→ Task item
Below are some entries. Repeat exactly the lines from the one with "Description: decorative molding" through the one with "Description: christmas tree", and only those.

==== Dataset excerpts

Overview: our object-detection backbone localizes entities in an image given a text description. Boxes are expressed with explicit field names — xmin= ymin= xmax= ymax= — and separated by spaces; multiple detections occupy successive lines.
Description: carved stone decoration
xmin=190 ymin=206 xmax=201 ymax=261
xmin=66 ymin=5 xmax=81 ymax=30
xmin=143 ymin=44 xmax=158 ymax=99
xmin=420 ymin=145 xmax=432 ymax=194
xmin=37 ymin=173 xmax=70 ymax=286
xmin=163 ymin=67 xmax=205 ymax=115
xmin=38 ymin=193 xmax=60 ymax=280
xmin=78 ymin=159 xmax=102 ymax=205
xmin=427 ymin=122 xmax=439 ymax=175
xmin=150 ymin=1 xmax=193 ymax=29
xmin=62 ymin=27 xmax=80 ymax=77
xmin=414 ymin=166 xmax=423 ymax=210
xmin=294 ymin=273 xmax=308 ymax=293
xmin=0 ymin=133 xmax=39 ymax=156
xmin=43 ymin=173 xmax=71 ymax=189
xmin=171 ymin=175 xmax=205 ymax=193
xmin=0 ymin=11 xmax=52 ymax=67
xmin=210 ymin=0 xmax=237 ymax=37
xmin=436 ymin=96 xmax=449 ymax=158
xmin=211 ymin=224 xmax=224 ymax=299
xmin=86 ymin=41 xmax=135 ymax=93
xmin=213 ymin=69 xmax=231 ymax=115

========
==== Dataset excerpts

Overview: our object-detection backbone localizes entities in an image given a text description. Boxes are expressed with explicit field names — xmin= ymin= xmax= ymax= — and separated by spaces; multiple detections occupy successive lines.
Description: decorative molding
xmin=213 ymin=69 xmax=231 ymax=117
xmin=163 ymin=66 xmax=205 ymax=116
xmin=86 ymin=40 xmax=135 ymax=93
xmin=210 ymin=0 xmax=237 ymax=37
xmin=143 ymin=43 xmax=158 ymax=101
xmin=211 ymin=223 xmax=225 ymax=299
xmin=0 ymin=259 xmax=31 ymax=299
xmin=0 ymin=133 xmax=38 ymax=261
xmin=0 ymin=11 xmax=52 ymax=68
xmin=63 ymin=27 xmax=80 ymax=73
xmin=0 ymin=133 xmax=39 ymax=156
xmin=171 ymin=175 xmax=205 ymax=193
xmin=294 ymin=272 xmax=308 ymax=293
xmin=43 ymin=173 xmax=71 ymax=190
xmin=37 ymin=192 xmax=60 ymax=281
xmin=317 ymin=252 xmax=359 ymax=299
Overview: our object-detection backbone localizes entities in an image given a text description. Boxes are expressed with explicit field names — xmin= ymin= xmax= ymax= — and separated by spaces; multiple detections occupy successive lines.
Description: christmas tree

========
==== Dataset excerpts

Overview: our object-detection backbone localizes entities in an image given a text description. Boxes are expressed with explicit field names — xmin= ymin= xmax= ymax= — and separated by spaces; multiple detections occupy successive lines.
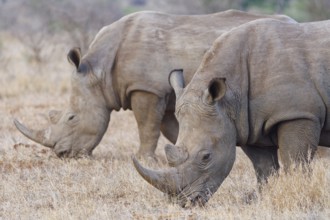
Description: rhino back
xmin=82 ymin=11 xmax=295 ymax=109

========

→ Solution to this exercise
Description: decorative molding
xmin=213 ymin=69 xmax=231 ymax=117
xmin=163 ymin=66 xmax=205 ymax=116
xmin=86 ymin=40 xmax=135 ymax=93
xmin=210 ymin=0 xmax=237 ymax=37
xmin=143 ymin=43 xmax=158 ymax=101
xmin=211 ymin=223 xmax=225 ymax=299
xmin=0 ymin=259 xmax=31 ymax=299
xmin=0 ymin=133 xmax=38 ymax=261
xmin=0 ymin=11 xmax=52 ymax=68
xmin=63 ymin=27 xmax=80 ymax=73
xmin=0 ymin=133 xmax=39 ymax=156
xmin=171 ymin=175 xmax=205 ymax=193
xmin=294 ymin=272 xmax=308 ymax=293
xmin=43 ymin=173 xmax=71 ymax=190
xmin=37 ymin=192 xmax=60 ymax=281
xmin=317 ymin=252 xmax=359 ymax=299
Overview: our object-detection backbone localizes entities in an image given a text description. Boxes are expressed with explicit field names — xmin= ymin= xmax= ymax= — and separated by spaces; multiple detections occupy successive lines.
Description: christmas tree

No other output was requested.